Records from a point labeling set:
■ ■ ■
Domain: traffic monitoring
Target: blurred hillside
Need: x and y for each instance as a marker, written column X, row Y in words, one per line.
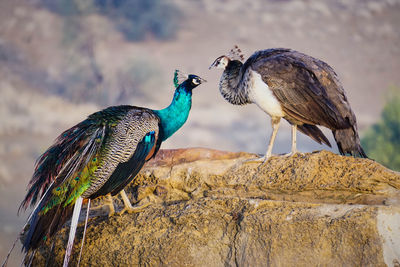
column 61, row 60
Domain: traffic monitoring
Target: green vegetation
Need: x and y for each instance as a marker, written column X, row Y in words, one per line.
column 136, row 19
column 382, row 141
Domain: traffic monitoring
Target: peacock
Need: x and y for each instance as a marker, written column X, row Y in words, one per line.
column 98, row 156
column 288, row 84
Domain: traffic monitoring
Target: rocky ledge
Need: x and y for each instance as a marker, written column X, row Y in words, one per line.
column 205, row 207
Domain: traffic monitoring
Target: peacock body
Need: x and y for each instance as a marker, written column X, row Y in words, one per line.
column 98, row 156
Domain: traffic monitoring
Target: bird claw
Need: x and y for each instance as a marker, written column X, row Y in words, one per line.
column 140, row 206
column 261, row 160
column 290, row 154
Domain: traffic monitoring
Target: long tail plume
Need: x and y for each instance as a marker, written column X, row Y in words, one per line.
column 72, row 231
column 84, row 232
■ ■ ■
Request: Update these lines by changing every "traffic monitoring" to "wildlife survey" and keeping everything else the same. Leave the pictures out of your answer.

Result for this task:
Domain: wildlife survey
Target: blurred hillside
Need: x and y for each instance as a marker, written column X, row Y in words, one per line.
column 61, row 60
Domain: wildlife survey
Target: green vegetation
Need: x and y for each instance as a marker, written column X, row Y in words, one per line.
column 136, row 19
column 382, row 141
Domain: wildlife survey
Target: peacock
Need: x and y for each instance as a marker, written column X, row Y in words, one per line.
column 98, row 156
column 288, row 84
Domain: wildlife survey
Target: rocky ledge
Need: x and y for each instance as a marker, written column X, row Y in words, one per line.
column 205, row 207
Domain: wildlife survey
Target: peacock body
Need: x and y for each instance as a marker, written column X, row Y in words, one per line.
column 98, row 156
Domain: wildlife survey
Target: bird claw
Need: x and y for each instance as a marker, written column X, row Y in words, one per line.
column 140, row 206
column 261, row 160
column 290, row 154
Domain: wildlife survey
Target: long tail plume
Need: x and y for each instance as a marker, written column X, row Y in words, one per line.
column 72, row 231
column 84, row 232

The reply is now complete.